* Given problem A: Reproduce, line for line and without any change, everything in the records from the line containing "of the fence" down to the last line of the records, both ends included.

* Selected extract:

Meh, Toyota wrote the book on quality control during the manufacturing process. The factories and its employees stick to a strong belief in “Kaizen”. And fixing each individual problem as it occurs on the assembly line rather than after the manufacturing process. They will actually stop the entire assembly process, to address one single problem (as big as a motor mount, or as small as a door creak.)
I understand, Toyota sales directly effect my pocket book. Therefore I’m glad GM sucks.
True story. However, this is partially because the build processes or so tightly coordinated that when one does stop, the others have no choice but to stop and wait. The line at Cambridge moves so that a Corrolla/Matrix can roll off every minute, unless something goes wrong. and MOST of the time, they make it. It’s impressive.
FWIW toyota is taking a bath too with the new Tundra. They invested a boat load of money into that new factory. Honda has been taking shit for years from American journalists and public about no pickup and no V8s. They had foresight to invest elsewhere when other manufacturers did not. The japanese niche was always cars. At least GM and Ford can dip into their Euro model range for small cars. Chrysler doesnt have that luxury altho there was suppoused to be a deal with Nissan about Nissan making small cars for Chrys and Chrysler making trucks for Nissan.
^ good point. Never really thought about it but Chrysler isn’t as global as Ford and especially not as much as GM. They really don’t have too many options at all for small cars. And look where that got them lol.

* Records shown:
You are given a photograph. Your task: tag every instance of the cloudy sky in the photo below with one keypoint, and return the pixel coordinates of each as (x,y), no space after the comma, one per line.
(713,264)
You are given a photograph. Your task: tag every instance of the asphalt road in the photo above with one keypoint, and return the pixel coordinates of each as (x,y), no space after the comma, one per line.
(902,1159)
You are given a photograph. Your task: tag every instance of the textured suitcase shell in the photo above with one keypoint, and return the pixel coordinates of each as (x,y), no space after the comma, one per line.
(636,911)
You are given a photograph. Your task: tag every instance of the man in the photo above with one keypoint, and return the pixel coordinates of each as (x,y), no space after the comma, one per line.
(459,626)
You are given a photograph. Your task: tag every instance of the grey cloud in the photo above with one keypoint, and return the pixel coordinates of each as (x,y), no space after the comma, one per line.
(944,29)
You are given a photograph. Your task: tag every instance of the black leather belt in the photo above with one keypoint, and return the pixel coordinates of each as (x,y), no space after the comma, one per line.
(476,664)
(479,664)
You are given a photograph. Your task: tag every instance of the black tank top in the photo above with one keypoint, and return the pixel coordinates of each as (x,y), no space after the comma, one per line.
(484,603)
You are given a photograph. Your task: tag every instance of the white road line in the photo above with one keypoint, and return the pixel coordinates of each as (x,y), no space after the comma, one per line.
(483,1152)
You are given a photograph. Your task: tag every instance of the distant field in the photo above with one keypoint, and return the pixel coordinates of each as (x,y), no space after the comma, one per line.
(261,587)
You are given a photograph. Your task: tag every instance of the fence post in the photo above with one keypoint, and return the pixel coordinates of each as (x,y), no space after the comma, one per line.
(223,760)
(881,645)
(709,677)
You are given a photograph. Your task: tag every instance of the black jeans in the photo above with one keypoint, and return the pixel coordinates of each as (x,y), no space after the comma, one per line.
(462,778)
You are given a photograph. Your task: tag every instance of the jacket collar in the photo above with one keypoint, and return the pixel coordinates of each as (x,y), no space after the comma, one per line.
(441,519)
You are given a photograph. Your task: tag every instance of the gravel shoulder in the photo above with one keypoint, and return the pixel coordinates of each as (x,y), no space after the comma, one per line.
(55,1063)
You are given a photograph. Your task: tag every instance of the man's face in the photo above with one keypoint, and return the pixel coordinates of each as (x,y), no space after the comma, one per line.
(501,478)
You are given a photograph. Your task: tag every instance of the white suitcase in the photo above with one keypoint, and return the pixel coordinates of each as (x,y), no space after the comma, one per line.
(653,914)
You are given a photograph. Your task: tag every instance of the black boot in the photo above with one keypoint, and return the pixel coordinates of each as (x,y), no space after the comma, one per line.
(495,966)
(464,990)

* Given problem B: In the discussion about carmakers, how often does the line at Cambridge let a car roll off when nothing goes wrong?

* Exercise solution A:
You are given a photograph. Your task: tag every instance of the fence post in the photo above with one keypoint, and return the pixel coordinates of each as (x,y), no space after the comma, one per line.
(223,760)
(881,645)
(709,677)
You are given a photograph. Your task: tag every instance of the black jeans in the photo above with one keypoint, and return the pixel coordinates of each as (x,y), no space after the comma, one per line.
(462,778)
You are given a photograph. Your task: tag every instance of the jacket collar in the photo above with one keypoint, and return the pixel coordinates of each as (x,y), no space after the comma, one per line.
(441,519)
You are given a photograph. Your task: tag every instance of the gravel shoulder in the photo above with one keypoint, and return the pixel coordinates of each as (x,y), no space after the comma, one per line.
(55,1063)
You are given a photograph. Your task: tag every instance of the man's face in the photo above with one keypoint, and return the pixel coordinates of each as (x,y), no space after the comma, one per line.
(501,478)
You are given a photograph. Your task: tag every instance of the white suitcase in the photo above with one keypoint, and return the pixel coordinates of each as (x,y), no space after the comma, one per line.
(653,914)
You are given a photograph. Your task: tag every instance of the black boot in the photo above with one keypoint, and return the pixel coordinates of each as (x,y), no space after the comma, one per line.
(495,966)
(464,990)

* Exercise solution B: Every minute.